ЗАДАНИЕ →
Пожалуйста, перепишите дословно часть отрывка об иконе «Святая Троица», начиная со слов «Уже тогда, в» и заканчивая словами «1990. С. 154.].».

ФРАГМЕНТ ТЕКСТА →
##########
Драгоценную икону подвергали реставрации еще дважды – в 1918-м и 1926 годах. Окончательно “раскрыта” она была только в 1929 году, после помещения в Третьяковскую галерею. Предание определяло живописную манеру Рублева словами “дымом писано”. После реставраций “Святая Троица” засияла золотом и лазурью. Именно такой знают ее и восторгаются ею в наши дни. И неважно, что перед нами – сочетание разновременных слоев живописи… Как сформулировал еще в 1915 году Пунин: “Не все ли равно, кто написал икону Святой Троицы? Не все ли равно, что написал А. Рублев? Важно лишь то, что существовал Рублев и что икона Святой Троицы была написана…”[30 - Там же. С. 47.]

* * *

Уже тогда, в предреволюционные годы, зародилось особое отношение к “Святой Троице”: ее воспринимали как национальный символ. Сейчас появилась тенденция рассматривать начало века как некую райскую эпоху. Однако такой она отнюдь не была. Мыслящие люди ощущали неизбежность перемен, близость сейсмических потрясений. Кто-то ждал их с нетерпением, а кто-то и с ужасом. Философ Николай Бердяев вспоминал: “Ничего устойчивого более не было. Исторические тела расплавились. Не только Россия, но и весь мир переходил в жидкое состояние”[31 - Бердяев Н.А. Самопознание. М., 1990. С. 154.].

Общее для русской прогрессивной элиты ощущение катастрофичности бытия питало ее эсхатологические настроения. Позитивизм, еще сравнительно недавно модный, подвергался осмеянию. Вячеслав Иванов, гуру символизма, определял новые настроения как “религиозную реакцию нашего национального гения против иконоборческого материализма”. Ему вторил Белый: “Искусство не имеет никакого собственного смысла, кроме религиозного…”[32 - Белый А. Символизм. Книга статей. М., 1910. С. 223.]

Неудивительно, что отношение к “Святой Троице” Рублева в продвинутых художественных кругах сделалось теперь почти экстатическим. Чтобы полнее восчувствовать эту атмосферу, вновь обратимся к Пунину. Он был трезвым критиком и человеком ироничным, в чем-то даже циничным, но о рублевской иконе писал как о произведении “такой вдохновенной красоты, что мы, как цветы к солнцу, возносим к ней свою душу. <…> Ее нежная грация, ее вдохновенная мистическая сила не перестают волновать воображение; можно приподнять слой за слоем черты ее стиля; можно раскрыть ее содержание, но и после долгого и тщательного анализа остается еще нечто, что придает этому памятнику очарование, по-видимому, неисчерпаемое; словно жизнь продолжает питать эти линии, эти лики, и каждый новый день ложится на них светом своих лучей, горестью своих забот и тоскою своего умирания”[33 - Пунин Н.Н. Русское и советское искусство. М., 1976. С. 45.].
##########
ИСХОДНЫЕ ДАННЫЕ →
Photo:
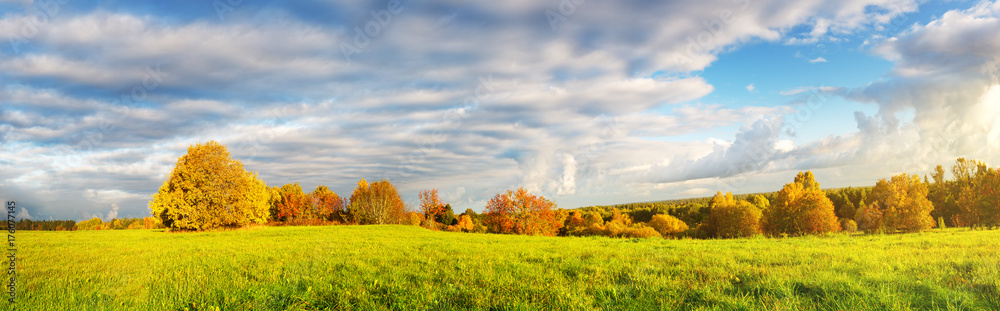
##########
ПОЛНЫЙ ОТВЕТ →
Уже тогда, в предреволюционные годы, зародилось особое отношение к “Святой Троице”: ее воспринимали как национальный символ. Сейчас появилась тенденция рассматривать начало века как некую райскую эпоху. Однако такой она отнюдь не была. Мыслящие люди ощущали неизбежность перемен, близость сейсмических потрясений. Кто-то ждал их с нетерпением, а кто-то и с ужасом. Философ Николай Бердяев вспоминал: “Ничего устойчивого более не было. Исторические тела расплавились. Не только Россия, но и весь мир переходил в жидкое состояние”[31 - Бердяев Н.А. Самопознание. М., 1990. С. 154.].